The problem: Each entry needs to be retyped exactly, with nothing added or dropped.

Input data below:

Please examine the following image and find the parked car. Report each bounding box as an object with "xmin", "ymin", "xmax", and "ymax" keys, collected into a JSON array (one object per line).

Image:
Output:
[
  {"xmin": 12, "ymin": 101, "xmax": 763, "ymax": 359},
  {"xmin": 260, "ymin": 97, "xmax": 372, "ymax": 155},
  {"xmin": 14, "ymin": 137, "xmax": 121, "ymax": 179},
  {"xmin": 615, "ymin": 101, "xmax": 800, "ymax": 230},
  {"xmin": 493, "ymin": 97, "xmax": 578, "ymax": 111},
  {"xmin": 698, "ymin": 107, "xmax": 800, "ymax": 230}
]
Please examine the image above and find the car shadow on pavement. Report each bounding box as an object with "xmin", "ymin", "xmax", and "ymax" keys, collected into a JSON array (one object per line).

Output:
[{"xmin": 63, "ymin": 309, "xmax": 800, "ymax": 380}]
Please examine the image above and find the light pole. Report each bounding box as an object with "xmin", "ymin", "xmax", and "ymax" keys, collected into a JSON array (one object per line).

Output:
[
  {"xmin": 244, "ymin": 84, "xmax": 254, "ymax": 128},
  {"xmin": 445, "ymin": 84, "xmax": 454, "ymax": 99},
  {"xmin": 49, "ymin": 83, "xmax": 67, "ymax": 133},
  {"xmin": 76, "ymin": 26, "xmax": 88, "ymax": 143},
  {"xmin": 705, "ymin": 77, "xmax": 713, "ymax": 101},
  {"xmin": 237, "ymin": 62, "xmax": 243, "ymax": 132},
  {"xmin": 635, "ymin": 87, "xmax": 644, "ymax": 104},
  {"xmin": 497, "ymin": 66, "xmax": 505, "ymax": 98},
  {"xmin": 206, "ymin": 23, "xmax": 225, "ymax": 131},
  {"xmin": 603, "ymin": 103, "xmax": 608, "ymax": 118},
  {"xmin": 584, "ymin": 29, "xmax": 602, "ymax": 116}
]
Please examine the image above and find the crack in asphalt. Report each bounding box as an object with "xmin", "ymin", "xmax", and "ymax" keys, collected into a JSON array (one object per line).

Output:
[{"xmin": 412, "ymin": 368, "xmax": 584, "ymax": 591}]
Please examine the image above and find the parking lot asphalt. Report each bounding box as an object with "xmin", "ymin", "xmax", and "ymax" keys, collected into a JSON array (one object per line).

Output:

End of Input data.

Response to the exercise:
Please examine the following image and find the parked car. Report each bounding box as an object with "xmin", "ymin", "xmax", and "ymax" keys, collected into a JSON array (one object per line).

Image:
Output:
[
  {"xmin": 12, "ymin": 101, "xmax": 763, "ymax": 359},
  {"xmin": 260, "ymin": 97, "xmax": 372, "ymax": 155},
  {"xmin": 14, "ymin": 137, "xmax": 121, "ymax": 179},
  {"xmin": 615, "ymin": 101, "xmax": 800, "ymax": 230},
  {"xmin": 493, "ymin": 97, "xmax": 578, "ymax": 111},
  {"xmin": 698, "ymin": 107, "xmax": 800, "ymax": 230}
]
Please examine the image above and find the car shadow on pavement. Report each bounding box as an object with "xmin", "ymin", "xmax", and "ymax" keys, collected into a JSON array (one object per line).

Output:
[{"xmin": 63, "ymin": 309, "xmax": 800, "ymax": 380}]
Please examine the image above and find the light pole. Report each bounding box as an object with "xmin", "ymin", "xmax", and "ymax" keys, collected into a JSON array (one object per line).

Output:
[
  {"xmin": 244, "ymin": 84, "xmax": 254, "ymax": 128},
  {"xmin": 445, "ymin": 84, "xmax": 454, "ymax": 99},
  {"xmin": 49, "ymin": 83, "xmax": 67, "ymax": 133},
  {"xmin": 76, "ymin": 26, "xmax": 88, "ymax": 143},
  {"xmin": 705, "ymin": 77, "xmax": 713, "ymax": 101},
  {"xmin": 237, "ymin": 62, "xmax": 243, "ymax": 132},
  {"xmin": 635, "ymin": 87, "xmax": 644, "ymax": 104},
  {"xmin": 497, "ymin": 66, "xmax": 505, "ymax": 98},
  {"xmin": 206, "ymin": 23, "xmax": 225, "ymax": 131},
  {"xmin": 603, "ymin": 103, "xmax": 608, "ymax": 118},
  {"xmin": 584, "ymin": 29, "xmax": 602, "ymax": 116}
]
Please examine the image above and find the crack in asphalt. Report each bounding box as an object with "xmin", "ymin", "xmax", and "ymax" keys, collected into a JSON array (one object per line).

Output:
[{"xmin": 412, "ymin": 368, "xmax": 584, "ymax": 591}]
Please examine the image above and find the parking lot asphalt. Report each bounding box as an object with "xmin", "ymin", "xmax", and "ymax" keys, collected into a JSON array (one object per line).

Output:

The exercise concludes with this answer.